TASK TO CARRY OUT
Where the string "mountain" shows up in a line of the records, copy that line.

INFORMATION PROVIDED

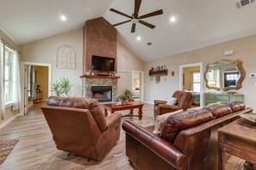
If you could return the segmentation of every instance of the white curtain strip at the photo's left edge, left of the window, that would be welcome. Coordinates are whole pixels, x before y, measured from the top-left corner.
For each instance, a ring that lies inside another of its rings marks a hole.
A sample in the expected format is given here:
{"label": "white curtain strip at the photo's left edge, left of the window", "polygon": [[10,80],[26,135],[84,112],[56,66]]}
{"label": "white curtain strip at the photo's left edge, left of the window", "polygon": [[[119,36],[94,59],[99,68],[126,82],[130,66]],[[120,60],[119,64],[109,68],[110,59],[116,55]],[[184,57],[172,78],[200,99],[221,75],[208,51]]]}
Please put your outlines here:
{"label": "white curtain strip at the photo's left edge, left of the window", "polygon": [[4,106],[4,91],[3,91],[3,43],[0,41],[0,117],[3,120],[4,118],[4,112],[5,112],[5,106]]}

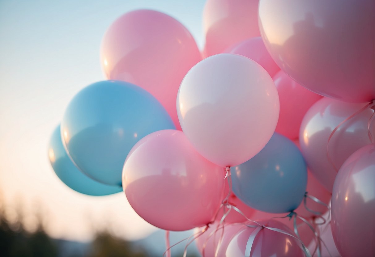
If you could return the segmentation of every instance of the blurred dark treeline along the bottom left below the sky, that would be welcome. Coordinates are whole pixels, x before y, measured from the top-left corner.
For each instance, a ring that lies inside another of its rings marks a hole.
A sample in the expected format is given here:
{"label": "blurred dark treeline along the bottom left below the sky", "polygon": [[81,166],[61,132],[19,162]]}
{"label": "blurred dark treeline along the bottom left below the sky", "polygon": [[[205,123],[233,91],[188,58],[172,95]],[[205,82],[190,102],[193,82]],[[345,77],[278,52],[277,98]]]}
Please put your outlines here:
{"label": "blurred dark treeline along the bottom left below the sky", "polygon": [[[40,206],[36,205],[33,229],[26,229],[22,203],[16,201],[16,210],[6,208],[0,191],[0,257],[154,257],[157,253],[147,253],[141,246],[111,235],[98,232],[90,244],[82,243],[73,251],[67,251],[75,242],[50,238],[44,230]],[[6,211],[12,215],[6,215]],[[11,218],[10,218],[11,217]],[[79,243],[80,244],[80,243]],[[81,248],[80,248],[81,247]],[[70,249],[71,250],[71,249]],[[183,256],[183,253],[176,256]],[[188,253],[187,257],[195,257]]]}

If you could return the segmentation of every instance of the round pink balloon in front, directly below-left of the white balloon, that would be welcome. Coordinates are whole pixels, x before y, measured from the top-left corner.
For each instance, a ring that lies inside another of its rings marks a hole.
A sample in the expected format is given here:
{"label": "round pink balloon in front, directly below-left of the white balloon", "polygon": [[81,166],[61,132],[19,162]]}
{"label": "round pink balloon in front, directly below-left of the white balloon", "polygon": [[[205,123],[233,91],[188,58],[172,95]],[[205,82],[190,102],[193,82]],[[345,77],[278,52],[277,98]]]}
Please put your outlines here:
{"label": "round pink balloon in front, directly below-left of the white balloon", "polygon": [[198,154],[182,131],[145,136],[129,152],[123,188],[148,223],[182,231],[210,223],[222,200],[224,169]]}

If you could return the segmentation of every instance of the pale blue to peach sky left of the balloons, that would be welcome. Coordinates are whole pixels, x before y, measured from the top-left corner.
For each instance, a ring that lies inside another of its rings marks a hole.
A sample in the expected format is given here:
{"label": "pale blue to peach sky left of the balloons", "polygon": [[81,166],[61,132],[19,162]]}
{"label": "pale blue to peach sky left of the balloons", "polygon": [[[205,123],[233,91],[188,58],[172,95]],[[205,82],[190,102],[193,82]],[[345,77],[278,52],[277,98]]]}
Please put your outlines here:
{"label": "pale blue to peach sky left of the balloons", "polygon": [[104,80],[99,49],[123,13],[153,9],[178,19],[203,45],[204,0],[0,0],[0,194],[7,215],[25,214],[30,229],[41,213],[55,238],[87,241],[110,229],[135,240],[153,231],[124,193],[91,197],[64,185],[47,147],[72,97]]}

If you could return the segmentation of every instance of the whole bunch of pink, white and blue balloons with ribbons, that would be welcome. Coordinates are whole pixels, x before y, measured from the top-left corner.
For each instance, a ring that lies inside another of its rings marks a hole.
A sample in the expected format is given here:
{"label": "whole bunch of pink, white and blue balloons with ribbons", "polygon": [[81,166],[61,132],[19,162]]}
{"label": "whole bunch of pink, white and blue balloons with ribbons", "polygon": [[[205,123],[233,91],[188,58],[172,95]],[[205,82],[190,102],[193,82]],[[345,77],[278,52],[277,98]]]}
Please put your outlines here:
{"label": "whole bunch of pink, white and blue balloons with ribbons", "polygon": [[71,100],[51,164],[84,194],[122,186],[166,235],[196,228],[203,256],[374,256],[374,13],[208,0],[202,54],[174,18],[126,13],[102,41],[109,80]]}

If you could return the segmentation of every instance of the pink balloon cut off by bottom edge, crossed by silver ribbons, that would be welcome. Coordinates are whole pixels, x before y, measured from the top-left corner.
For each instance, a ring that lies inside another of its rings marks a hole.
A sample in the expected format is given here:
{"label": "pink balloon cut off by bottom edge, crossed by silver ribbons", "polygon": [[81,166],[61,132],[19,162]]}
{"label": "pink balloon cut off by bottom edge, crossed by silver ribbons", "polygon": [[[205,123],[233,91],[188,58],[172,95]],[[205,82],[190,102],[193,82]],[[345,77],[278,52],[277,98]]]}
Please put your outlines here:
{"label": "pink balloon cut off by bottom edge, crossed by silver ribbons", "polygon": [[[258,221],[261,225],[284,230],[292,234],[284,224],[275,220]],[[245,255],[248,239],[256,228],[245,227],[240,230],[233,239],[229,242],[226,249],[226,256],[248,257]],[[292,234],[293,235],[293,234]],[[251,247],[250,257],[304,257],[303,251],[300,248],[300,242],[285,235],[281,232],[276,232],[266,228],[261,229]]]}

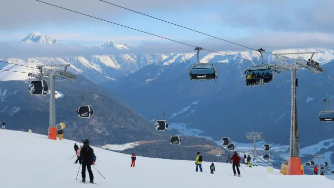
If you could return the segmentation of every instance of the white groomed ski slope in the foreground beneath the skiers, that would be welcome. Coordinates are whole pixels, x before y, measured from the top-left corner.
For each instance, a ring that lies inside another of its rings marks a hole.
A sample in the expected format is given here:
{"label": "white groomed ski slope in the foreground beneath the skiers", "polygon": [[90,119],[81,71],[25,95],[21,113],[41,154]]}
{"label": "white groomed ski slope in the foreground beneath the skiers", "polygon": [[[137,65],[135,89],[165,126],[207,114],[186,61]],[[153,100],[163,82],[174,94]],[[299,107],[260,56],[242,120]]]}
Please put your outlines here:
{"label": "white groomed ski slope in the foreground beneath the skiers", "polygon": [[[77,142],[77,144],[81,144]],[[47,136],[19,131],[0,130],[1,188],[288,188],[332,187],[334,181],[323,176],[284,176],[266,167],[240,169],[241,178],[233,174],[232,165],[215,163],[216,173],[209,173],[210,161],[203,162],[208,173],[196,173],[194,161],[165,160],[137,156],[136,167],[130,168],[131,156],[93,147],[97,156],[92,167],[97,185],[75,181],[79,164],[72,158],[74,141],[48,140]],[[194,158],[195,158],[194,153]],[[203,158],[205,161],[205,158]],[[81,170],[78,180],[81,180]],[[89,181],[86,172],[86,180]]]}

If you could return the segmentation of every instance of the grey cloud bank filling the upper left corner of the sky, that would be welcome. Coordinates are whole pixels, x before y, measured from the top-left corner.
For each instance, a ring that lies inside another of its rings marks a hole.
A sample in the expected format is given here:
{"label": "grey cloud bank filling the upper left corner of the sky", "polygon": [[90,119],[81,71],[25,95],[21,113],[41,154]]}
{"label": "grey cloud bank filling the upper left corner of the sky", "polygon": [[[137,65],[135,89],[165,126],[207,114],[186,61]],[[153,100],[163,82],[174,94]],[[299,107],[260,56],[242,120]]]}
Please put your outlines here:
{"label": "grey cloud bank filling the upper left corner of the sky", "polygon": [[[86,13],[102,19],[116,21],[131,11],[106,4],[99,0],[41,0],[64,8]],[[217,0],[105,0],[137,11],[172,10],[199,6]],[[78,13],[63,10],[36,0],[0,0],[1,30],[29,29],[37,27],[64,26],[82,22],[100,23]]]}

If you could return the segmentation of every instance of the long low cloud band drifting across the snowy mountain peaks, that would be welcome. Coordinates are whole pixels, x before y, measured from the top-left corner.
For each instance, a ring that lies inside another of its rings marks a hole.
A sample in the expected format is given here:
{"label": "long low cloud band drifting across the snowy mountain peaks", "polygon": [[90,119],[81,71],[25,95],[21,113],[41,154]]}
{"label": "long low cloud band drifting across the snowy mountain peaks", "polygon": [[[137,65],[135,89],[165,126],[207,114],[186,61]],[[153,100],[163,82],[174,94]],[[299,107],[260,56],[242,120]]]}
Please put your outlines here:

SOLVED EXERCISE
If you could return the segmentation of every instance of the long low cloud band drifting across the snowy mountain peaks, that would be welcome. Coordinates are whole pixels, x before y, measured from the top-left corner.
{"label": "long low cloud band drifting across the snowy mountain peaks", "polygon": [[90,119],[81,71],[25,95],[21,113],[41,154]]}
{"label": "long low cloud band drifting across the snowy mountain peaks", "polygon": [[[137,65],[135,89],[165,126],[207,114],[186,61]],[[153,100],[163,82],[174,94]],[[299,107],[260,56],[242,120]]]}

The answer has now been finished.